## Source passage

On 21/10/16 10:23, Ewen McNeill wrote:
Does anyone have any suggestions for how to investigate what looks like
certain paths of inter-virtual-router layer 3 switching (routing, via
routes leaked into the VR) on a Juniper EX4600 (and I'd guess QFX5100)
being sent via the supervisor CPU?
For those playing along at home, it turns out that the Juniper EX
platform (apparently including the EX4600) does not support route
leaking of direct (connected) routes between virtual router instances:
https://kb.juniper.net/InfoCenter/index?page=content&id=KB23027&smlogin=true
This appears to manifest for us as:
- the direct routes are visible in the RIB (ie, from the supervisor CPU)
and "look normal" (eg, "show route table ...").
- the direct routes are not installed into the FIB (ie, for the packet
forwarding engine)
- normally in this case the traffic would follow some other (shorter
prefix) covering route (eg, default) instead, and perhaps take a round
about route; but in our case these VRs deliberately have no covering
route or default route
- the default behaviour if there is no route in the FIB is to reject the
packets
- which is done by queueing the packets to the supervisor CPU...
- and the supervisor CPU looks at its routing table (RIB) before
generating an ICMP Unreachable, finds a route in the RIB, so forwards
the traffic itself -- ie "process" switching, in this case supervisor
switching
As the KB article dryly observes "this software forwarding results in
heavy overhead on the CPU which causes high CPU utilization and can
cause unintended consequences". (I can't help thinking that maybe in
this case generating the ICMP Destination Unreachable anyway would have
made it more obvious that something was wrong, than software forwarding
the packet...)

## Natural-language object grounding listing

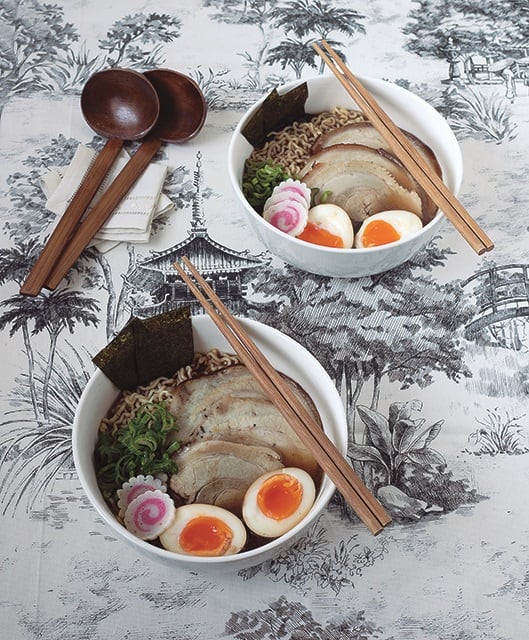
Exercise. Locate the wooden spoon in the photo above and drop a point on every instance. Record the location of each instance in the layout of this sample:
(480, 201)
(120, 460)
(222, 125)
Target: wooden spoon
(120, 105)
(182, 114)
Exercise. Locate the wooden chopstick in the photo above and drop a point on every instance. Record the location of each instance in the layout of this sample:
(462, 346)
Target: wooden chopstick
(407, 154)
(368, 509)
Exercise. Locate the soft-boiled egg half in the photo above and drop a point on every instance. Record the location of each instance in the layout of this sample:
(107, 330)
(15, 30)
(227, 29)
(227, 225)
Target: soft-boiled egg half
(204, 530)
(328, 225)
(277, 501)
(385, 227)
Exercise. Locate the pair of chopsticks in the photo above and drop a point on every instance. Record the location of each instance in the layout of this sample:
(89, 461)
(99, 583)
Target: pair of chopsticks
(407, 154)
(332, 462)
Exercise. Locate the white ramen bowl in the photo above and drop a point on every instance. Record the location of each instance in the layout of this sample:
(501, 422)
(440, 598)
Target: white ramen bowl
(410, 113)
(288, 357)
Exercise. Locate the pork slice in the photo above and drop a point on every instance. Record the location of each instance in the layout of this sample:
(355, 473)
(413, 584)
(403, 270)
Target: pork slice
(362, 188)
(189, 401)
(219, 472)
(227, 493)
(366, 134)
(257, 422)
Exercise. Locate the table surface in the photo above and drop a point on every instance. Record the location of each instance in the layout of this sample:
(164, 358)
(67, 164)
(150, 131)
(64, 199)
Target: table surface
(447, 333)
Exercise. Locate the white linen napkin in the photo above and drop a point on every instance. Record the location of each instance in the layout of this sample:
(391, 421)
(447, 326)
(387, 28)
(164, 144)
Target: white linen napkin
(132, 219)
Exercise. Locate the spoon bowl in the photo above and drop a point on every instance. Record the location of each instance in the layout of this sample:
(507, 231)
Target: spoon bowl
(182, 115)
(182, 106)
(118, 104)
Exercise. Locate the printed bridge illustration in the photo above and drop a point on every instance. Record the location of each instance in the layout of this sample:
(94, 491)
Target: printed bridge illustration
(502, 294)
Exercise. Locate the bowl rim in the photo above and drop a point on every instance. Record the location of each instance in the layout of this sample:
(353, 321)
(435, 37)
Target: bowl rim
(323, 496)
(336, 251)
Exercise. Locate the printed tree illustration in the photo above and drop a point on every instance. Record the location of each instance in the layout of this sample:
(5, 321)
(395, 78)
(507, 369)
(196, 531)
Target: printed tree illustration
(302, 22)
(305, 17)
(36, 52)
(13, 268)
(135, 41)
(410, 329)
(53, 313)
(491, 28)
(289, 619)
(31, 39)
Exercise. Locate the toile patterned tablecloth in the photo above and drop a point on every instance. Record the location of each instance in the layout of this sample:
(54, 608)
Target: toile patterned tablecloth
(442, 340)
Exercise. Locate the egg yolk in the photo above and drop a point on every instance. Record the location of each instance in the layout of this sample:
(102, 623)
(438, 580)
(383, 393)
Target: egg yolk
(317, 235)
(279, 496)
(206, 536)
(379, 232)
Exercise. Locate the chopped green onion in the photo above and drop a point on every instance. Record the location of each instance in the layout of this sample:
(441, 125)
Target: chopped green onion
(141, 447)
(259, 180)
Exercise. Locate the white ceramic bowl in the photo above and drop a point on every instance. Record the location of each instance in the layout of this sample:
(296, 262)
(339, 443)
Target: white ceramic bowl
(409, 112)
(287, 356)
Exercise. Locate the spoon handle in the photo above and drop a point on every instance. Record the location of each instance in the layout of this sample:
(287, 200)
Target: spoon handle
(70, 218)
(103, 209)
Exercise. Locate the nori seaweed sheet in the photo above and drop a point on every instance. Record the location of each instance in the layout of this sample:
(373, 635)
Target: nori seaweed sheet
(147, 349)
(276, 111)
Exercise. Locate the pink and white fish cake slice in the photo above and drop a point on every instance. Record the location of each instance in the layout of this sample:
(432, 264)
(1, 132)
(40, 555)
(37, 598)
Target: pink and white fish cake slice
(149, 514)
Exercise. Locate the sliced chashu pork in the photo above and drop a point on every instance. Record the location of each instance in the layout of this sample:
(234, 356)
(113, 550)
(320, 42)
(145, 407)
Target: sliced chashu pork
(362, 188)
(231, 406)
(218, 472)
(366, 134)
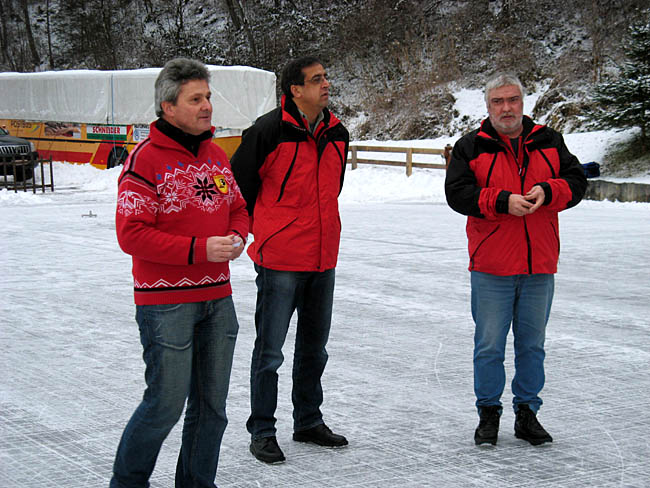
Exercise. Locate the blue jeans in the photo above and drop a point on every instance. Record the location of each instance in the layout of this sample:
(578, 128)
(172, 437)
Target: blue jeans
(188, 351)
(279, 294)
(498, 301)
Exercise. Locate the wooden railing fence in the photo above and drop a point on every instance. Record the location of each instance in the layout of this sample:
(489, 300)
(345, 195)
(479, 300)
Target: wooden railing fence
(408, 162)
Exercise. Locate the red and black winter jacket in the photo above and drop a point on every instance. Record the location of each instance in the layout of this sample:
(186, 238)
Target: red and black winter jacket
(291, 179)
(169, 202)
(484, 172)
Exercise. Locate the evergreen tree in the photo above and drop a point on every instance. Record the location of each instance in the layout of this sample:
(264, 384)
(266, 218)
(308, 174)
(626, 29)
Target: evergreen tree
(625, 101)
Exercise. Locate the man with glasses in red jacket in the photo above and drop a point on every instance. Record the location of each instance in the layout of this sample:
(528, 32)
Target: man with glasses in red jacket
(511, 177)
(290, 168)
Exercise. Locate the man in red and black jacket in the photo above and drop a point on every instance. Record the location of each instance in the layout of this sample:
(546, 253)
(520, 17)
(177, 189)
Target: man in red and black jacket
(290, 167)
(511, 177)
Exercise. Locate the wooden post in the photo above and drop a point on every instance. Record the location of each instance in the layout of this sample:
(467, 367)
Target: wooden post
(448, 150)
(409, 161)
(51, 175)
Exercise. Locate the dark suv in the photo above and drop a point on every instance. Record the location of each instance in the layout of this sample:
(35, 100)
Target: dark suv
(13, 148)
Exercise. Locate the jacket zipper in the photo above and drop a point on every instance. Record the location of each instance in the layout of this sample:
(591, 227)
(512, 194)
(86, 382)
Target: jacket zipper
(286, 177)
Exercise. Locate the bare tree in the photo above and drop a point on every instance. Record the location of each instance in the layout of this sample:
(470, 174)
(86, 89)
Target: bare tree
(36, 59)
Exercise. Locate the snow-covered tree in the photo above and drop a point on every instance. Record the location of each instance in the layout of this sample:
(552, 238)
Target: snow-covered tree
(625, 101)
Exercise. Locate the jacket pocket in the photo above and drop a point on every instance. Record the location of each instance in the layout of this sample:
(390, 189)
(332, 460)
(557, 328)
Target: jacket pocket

## Required tasks
A: In the post about Juniper EX route leaking, write out the part from "being sent via" up to and including "the supervisor CPU)", substituting "routing engine" for "supervisor CPU".
B: Resume the post about Juniper EX route leaking from its last sentence.

## Answers
A:
being sent via the routing engine?
For those playing along at home, it turns out that the Juniper EX
platform (apparently including the EX4600) does not support route
leaking of direct (connected) routes between virtual router instances:
https://kb.juniper.net/InfoCenter/index?page=content&id=KB23027&smlogin=true
This appears to manifest for us as:
- the direct routes are visible in the RIB (ie, from the routing engine)

B:
The main work around is to ensure that all routes you leak on an EX
platform have a gateway router to send traffic to (rather than relying
on an ARP lookup) -- and if necessary to construct such an inter-VR
route with an additional linknet hop. (The KB article suggests a
firewall filter alternative, which presumably leverages other ASIC
features.)
Thanks to the very helpful Juniper NZ staff and Juniper JTAC staff for
assistance with investigating this, including JTAC for pointing us at
that KB article.
Since this configuration on my client's EX4600 is a transitional one
(separating one routing table into several, in advance of a new device
being installed which will route between the VRs eliminating the need
for leaked routes), we're going to redesign the transition plan to
ensure that there is a routed path with a gateway in both directions,
now as well rather than just later. (In our case the performance hit
was unidirectional as one direction happened to have a linknet to an
existing router, and the other direction had an interface that was the
default gateway for the connected subnet.)
Ewen
PS: I still do not know any way to recognise this "process switching"
happening other than observing the high latency (which grows rapidly
under any traffic load) symptoms, spotting the traffic in "monitor
traffic..." (which hints the supervisor CPU was involved) and then
looking for directly connected subnets that have been leaked between VRs.